Dataset rows:
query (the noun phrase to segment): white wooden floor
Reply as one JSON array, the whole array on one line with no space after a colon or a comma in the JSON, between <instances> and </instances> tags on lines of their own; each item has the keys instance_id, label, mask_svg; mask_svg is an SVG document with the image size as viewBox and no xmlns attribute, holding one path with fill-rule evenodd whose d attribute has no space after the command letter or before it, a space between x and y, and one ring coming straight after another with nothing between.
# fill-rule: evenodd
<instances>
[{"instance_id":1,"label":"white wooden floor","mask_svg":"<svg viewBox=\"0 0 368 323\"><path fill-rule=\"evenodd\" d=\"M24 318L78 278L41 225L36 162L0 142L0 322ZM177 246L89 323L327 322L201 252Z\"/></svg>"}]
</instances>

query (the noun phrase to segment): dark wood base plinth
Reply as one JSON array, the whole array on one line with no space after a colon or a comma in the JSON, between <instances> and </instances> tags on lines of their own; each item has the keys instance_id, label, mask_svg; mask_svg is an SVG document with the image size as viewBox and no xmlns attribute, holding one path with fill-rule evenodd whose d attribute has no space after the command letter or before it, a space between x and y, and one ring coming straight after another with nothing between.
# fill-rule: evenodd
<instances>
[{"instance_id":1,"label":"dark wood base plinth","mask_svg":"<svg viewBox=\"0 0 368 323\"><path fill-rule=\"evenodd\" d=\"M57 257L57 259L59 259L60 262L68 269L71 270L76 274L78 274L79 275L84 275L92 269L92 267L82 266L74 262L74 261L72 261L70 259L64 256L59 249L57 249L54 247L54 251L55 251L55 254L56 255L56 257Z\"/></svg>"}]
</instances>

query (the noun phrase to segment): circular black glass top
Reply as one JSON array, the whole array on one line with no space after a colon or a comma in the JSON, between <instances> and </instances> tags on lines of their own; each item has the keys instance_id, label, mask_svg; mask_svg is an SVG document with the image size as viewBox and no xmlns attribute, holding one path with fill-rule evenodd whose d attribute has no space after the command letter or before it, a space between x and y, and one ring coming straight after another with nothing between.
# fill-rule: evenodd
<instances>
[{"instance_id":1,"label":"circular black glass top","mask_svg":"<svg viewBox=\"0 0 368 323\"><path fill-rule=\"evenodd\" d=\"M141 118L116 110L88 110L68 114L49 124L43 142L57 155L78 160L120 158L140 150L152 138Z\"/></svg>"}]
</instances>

▸ **STATED GOAL**
Repeat each record exactly. Omit nothing.

▸ **TASK RESPONSE**
query (the noun phrase to segment): white wooden floor
Reply as one JSON array, the whole array on one line with no space after a colon or a comma in the JSON, between <instances> and </instances> tags on lines of their own; each item has the keys instance_id, label, mask_svg; mask_svg is an SVG document with the image size as viewBox and no xmlns attribute, holding one path with fill-rule evenodd whose d attribute has no space after the command letter or before it, a space between x and y, and one ring coming straight after another with nothing between.
# fill-rule: evenodd
<instances>
[{"instance_id":1,"label":"white wooden floor","mask_svg":"<svg viewBox=\"0 0 368 323\"><path fill-rule=\"evenodd\" d=\"M24 318L78 278L41 225L36 162L0 142L0 322ZM177 246L89 323L327 322L201 252Z\"/></svg>"}]
</instances>

query (the noun phrase to segment): dark wood base plinth
Reply as one JSON array, the whole array on one line with no space after a colon or a comma in the JSON, between <instances> and </instances> tags on lines of their own; each item has the keys instance_id, label, mask_svg; mask_svg is an SVG document with the image size as viewBox and no xmlns attribute, holding one path with fill-rule evenodd whose d attribute has no space after the command letter or before it, a space between x and y, and one ring coming straight after another with nothing between.
# fill-rule: evenodd
<instances>
[{"instance_id":1,"label":"dark wood base plinth","mask_svg":"<svg viewBox=\"0 0 368 323\"><path fill-rule=\"evenodd\" d=\"M57 257L57 259L59 259L60 262L68 269L71 270L76 274L78 274L79 275L84 275L92 269L92 267L82 266L74 262L74 261L72 261L70 259L64 256L59 249L57 249L54 247L54 251L55 251L55 254L56 255L56 257Z\"/></svg>"}]
</instances>

query (the noun phrase to segment): circular black glass top
Reply as one JSON array, the whole array on one line with no space after a colon or a comma in the JSON, between <instances> and </instances> tags on lines of their own; each item has the keys instance_id, label, mask_svg; mask_svg is an SVG document with the image size as viewBox and no xmlns attribute, holding one path with fill-rule evenodd whose d attribute has no space after the command letter or before it, a space between x and y, and one ring coming straight after another with nothing between.
# fill-rule: evenodd
<instances>
[{"instance_id":1,"label":"circular black glass top","mask_svg":"<svg viewBox=\"0 0 368 323\"><path fill-rule=\"evenodd\" d=\"M141 118L116 110L88 110L68 114L49 124L43 142L57 155L78 160L120 158L140 150L152 138Z\"/></svg>"}]
</instances>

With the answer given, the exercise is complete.